A virus is racing through the world, infecting thousands of people. The virus causes folks to anxiously check websites and listen to podcasts, soaking up every grim statistic. Symptoms include restlessness, depression and a sense of hopelessness.

The virus stalking us is fear, which is Satan’s oldest trick. We have so many fears — fear of failure, fear of illness, fear of heartbreak. We’re afraid people will laugh at us if we make a mistake. We’re afraid we’re not keeping up with the Joneses.

Our fears stalk us relentlessly, starting in childhood with whatever monster lives under the bed.

For years, I was terrified of flying. When I managed to get on a plane, I sat there, hands clenched, heart pounding, cringing at every bump. When the plane landed without crashing, I was amazed but deeply grateful.

I also was frightened of getting cancer, since my mother had died from it. Every mammogram was a major trauma, and waiting for the results was agonizing.

When the results came back positive for cancer, I began grappling with the terror of imminent death. Even when the doctor said the prognosis was excellent, I still clung to fear.

The fear of losing my husband was a silent storm that battered my heart, even though he consistently got high grades at his annual physicals. The thought of living without him brought me to tears.

On the last vacation we took together, he went swimming with our nephew and was caught in a dangerous rip-tide. When he returned to the condo, drenched from the surf, he said, “You almost lost me today.”

His words were prescient, since he died of a heart attack three days later, while taking a walk. For the next few years, I had to face every possible fear that his presence had assuaged.

Fear of getting sick all alone, fear of someone breaking in during the night, fear of dying and no one finding me for days, fear of having a nervous breakdown — even the fear of harming myself in a desperate moment.

The gospel writer John wrote, “Perfect love casts out fear,” and since God is that perfect love, we are assured that he can heal a heart wounded by the virus of fear.

▶ **Recorded information**:
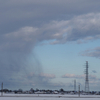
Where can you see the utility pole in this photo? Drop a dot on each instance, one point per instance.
(2, 89)
(86, 79)
(74, 85)
(79, 90)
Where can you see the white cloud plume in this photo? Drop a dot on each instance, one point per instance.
(92, 52)
(79, 29)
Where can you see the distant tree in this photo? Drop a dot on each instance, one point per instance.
(32, 90)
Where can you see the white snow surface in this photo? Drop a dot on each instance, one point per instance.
(48, 97)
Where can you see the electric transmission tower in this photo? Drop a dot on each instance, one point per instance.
(75, 85)
(86, 78)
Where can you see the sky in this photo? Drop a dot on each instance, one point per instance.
(45, 44)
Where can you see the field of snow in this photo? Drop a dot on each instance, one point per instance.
(48, 97)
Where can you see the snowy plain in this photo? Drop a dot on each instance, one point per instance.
(48, 97)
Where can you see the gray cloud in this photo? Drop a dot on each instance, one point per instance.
(26, 23)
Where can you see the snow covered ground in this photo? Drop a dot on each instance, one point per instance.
(48, 97)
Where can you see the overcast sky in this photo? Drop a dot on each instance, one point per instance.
(45, 43)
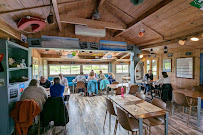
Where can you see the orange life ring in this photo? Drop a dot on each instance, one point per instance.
(36, 23)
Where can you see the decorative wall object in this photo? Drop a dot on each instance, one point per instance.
(60, 42)
(113, 45)
(167, 65)
(184, 67)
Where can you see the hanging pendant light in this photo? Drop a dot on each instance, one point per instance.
(165, 49)
(50, 17)
(142, 31)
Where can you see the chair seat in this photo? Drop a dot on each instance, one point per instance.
(154, 121)
(133, 124)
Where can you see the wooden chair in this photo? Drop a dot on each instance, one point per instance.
(140, 95)
(80, 85)
(110, 109)
(128, 123)
(118, 91)
(155, 121)
(133, 89)
(184, 101)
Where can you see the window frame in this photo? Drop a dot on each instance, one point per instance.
(98, 69)
(64, 65)
(122, 68)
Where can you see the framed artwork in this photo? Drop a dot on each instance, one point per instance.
(184, 67)
(167, 65)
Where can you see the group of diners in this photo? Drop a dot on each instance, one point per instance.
(163, 85)
(94, 82)
(39, 90)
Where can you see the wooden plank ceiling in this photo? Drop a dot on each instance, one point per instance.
(162, 20)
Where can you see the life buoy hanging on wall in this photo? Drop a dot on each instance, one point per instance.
(36, 23)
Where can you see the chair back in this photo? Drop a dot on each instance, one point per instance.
(198, 88)
(159, 103)
(80, 85)
(110, 107)
(180, 99)
(140, 95)
(123, 119)
(115, 82)
(133, 89)
(118, 91)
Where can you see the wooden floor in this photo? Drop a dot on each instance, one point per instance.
(87, 118)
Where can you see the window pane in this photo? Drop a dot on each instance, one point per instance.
(119, 69)
(75, 69)
(96, 68)
(104, 68)
(87, 69)
(65, 69)
(125, 68)
(54, 69)
(148, 65)
(154, 67)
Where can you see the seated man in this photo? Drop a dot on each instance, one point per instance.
(57, 89)
(80, 78)
(45, 82)
(35, 92)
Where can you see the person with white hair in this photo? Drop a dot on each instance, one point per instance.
(45, 82)
(35, 92)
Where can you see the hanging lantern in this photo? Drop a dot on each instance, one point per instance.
(165, 49)
(151, 51)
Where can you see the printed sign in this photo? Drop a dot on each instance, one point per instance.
(21, 88)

▶ **Task set**:
(a) According to the essay about fear, what does the writer's husband say on returning to the condo after the rip-tide?
(b) Please carry on the essay about fear from its final sentence.

▶ **Answers**:
(a) He says, "You almost lost me today."

(b)
This was true for me, because God’s love came to me from a grief counselor, priests, friends and relatives, and kept me from succumbing to thoughts of suicide, which seemed an escape from suffering.

Often, when fear has us tied up in knots, we forget to turn to God. We forget to nurture ourselves with silence and prayer and the wonders of the natural world.

Our minds are adept at churning out worse-case scenarios, and sometimes neglecting the importance of hope. The apostle Paul was chained in prison for years, enduring great suffering, and still wrote letters to the early Christians that are steeped in hope.

When the disciples encountered a man possessed by demons, they weren’t able to cast out these dark forces. They told this to Jesus, who said, “This kind can only be cast out through prayer and fasting.”

I can attest that praying and attending Mass cast out the demons of fear after my husband’s death — and fasting from doomsday predictions about the pandemic has brought peace.

The psalm says, “My help is from the Lord, who made heaven and earth.”

Paul was able to endure beatings, chains and imprisonment, because his hope wasn’t pinned on earthly things, but on the one, unchanging source of love, which is God.

In the midst of suffering, he found a vaccine that overcomes fear. Let’s pray that in our personal struggles against turbulence and riptides, we too can be rescued by hope.